* [Task requirements]
Set down everything from "In 1961, a historian" down to "freedom looks like." in the text below about Robert G. Colodny, word for word.

* [Text segment]
§

In 1961, a historian at the University of Pittsburgh named Robert G. Colodny was called before the House Un-American Activities Committee. Colodny was just one of HUAC’s many targets, a list which included screenwriters like Dalton Trumbo and playwrights such as Arthur Miller. HUAC remained a fearsome and fundamentally anti-democratic means of intimidation and often professional ruin even after the height of the McCarthy era’s Red baiting. The professor drew suspicion after he innocuously referred to Cuban “agrarian reforms” in the Pittsburgh Press, which was enough for a local state representative to label Colodny a communist sympathizer. Shortly after, Congress and then the university itself launched investigations. This, it should be said, is what an attack on academic freedom looks like.
Part of what contributed to the professor’s new-found notoriety was that Colodny had been among those idealists and visionaries, including writers like Ernest Hemingway and George Orwell, who enlisted themselves in the army of the democratically elected government of Republican Spain, which in the late 1930’s was threatened and ultimately defeated by the fascist forces of the future dictator Francisco Franco. They were often tarred as “prematurely anti-fascist,” with historian Adam Hochschild explaining in Spain in Our Hearts: Americans in the Spanish Civil War 1936-1939 that for those fighters the conflict was “seen as a moral and political touchstone, a world war in embryo, in a Europe shadowed by the rapid ascent of fascism.” Franco received aid and assistance from Mussolini and Hitler, with the Luftwaffe’s brutal destruction of the Basque city of Guernica indeed a prelude to the coming horror of the bloodiest war in human history. Women and men like Colodny, who served in the international brigades, correctly believed that right-wing nationalism and international fascism should be countered on the battlefields of Spain. As Orwell would write in his 1938 account Homage to Catalonia, “I recognized it immediately as a state of affairs worth fighting for.” From 1937 until the following year, Colodny would fight in a battalion of volunteers known as the Abraham Lincoln Brigade, the first integrated squadron of American soldiers, and one of over fifty international brigades composed of leftists who fought against the Spanish fascists. The future professor sustained a gunshot wound above his right eye which left Colodny partially paralyzed and blind. Despite his injuries, he’d later serve in the American armed forces, going onto receive a doctorate in history at the University of California at Berkeley, where he specialized in the philosophy of science.

§

* [Supplied data]
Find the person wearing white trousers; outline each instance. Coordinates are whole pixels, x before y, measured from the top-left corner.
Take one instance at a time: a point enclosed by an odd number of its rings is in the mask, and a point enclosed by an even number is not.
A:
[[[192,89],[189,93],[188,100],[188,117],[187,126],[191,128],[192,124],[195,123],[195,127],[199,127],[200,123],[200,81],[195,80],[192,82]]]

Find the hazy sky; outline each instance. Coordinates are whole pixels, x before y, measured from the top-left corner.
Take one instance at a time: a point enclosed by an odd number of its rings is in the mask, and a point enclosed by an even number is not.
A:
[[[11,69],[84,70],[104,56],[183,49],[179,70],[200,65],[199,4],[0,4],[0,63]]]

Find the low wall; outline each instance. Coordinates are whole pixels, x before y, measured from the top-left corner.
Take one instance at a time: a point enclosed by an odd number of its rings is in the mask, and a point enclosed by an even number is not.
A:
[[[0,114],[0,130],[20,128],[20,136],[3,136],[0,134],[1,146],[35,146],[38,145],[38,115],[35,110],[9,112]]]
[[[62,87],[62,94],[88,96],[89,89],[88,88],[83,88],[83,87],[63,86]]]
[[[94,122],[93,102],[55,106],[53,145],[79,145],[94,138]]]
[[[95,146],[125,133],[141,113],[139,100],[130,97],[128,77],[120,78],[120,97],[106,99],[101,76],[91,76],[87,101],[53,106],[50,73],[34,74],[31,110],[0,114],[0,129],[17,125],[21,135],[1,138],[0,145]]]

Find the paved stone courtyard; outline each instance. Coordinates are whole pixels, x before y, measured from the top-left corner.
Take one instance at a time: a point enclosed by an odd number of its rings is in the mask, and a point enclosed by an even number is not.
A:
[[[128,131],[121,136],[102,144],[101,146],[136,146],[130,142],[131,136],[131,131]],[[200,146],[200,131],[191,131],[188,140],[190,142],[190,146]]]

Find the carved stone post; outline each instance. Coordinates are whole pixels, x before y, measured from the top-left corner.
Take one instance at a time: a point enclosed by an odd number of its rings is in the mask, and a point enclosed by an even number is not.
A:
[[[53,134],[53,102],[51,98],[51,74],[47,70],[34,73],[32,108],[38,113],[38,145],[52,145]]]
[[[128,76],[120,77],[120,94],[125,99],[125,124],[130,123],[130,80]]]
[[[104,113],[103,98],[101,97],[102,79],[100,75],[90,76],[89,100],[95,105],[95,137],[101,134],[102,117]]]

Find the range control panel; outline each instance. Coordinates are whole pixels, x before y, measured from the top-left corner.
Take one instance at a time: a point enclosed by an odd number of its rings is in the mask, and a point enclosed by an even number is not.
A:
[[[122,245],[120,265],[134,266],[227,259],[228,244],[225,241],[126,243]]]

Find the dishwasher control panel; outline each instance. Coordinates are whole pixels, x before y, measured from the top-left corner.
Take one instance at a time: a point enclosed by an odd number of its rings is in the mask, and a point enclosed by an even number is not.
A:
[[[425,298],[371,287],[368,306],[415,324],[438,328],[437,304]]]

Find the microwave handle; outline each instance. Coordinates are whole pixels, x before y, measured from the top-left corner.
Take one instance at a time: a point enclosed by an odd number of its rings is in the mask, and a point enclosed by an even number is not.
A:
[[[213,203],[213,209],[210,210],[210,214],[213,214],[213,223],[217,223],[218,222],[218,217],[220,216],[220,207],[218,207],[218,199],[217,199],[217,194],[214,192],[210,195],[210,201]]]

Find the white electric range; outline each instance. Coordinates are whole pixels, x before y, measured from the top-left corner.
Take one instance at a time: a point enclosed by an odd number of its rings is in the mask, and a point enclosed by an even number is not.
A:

§

* [Written answer]
In 1961, a historian at the University of Pittsburgh named Robert G. Colodny was called before the House Un-American Activities Committee. Colodny was just one of HUAC’s many targets, a list which included screenwriters like Dalton Trumbo and playwrights such as Arthur Miller. HUAC remained a fearsome and fundamentally anti-democratic means of intimidation and often professional ruin even after the height of the McCarthy era’s Red baiting. The professor drew suspicion after he innocuously referred to Cuban “agrarian reforms” in the Pittsburgh Press, which was enough for a local state representative to label Colodny a communist sympathizer. Shortly after, Congress and then the university itself launched investigations. This, it should be said, is what an attack on academic freedom looks like.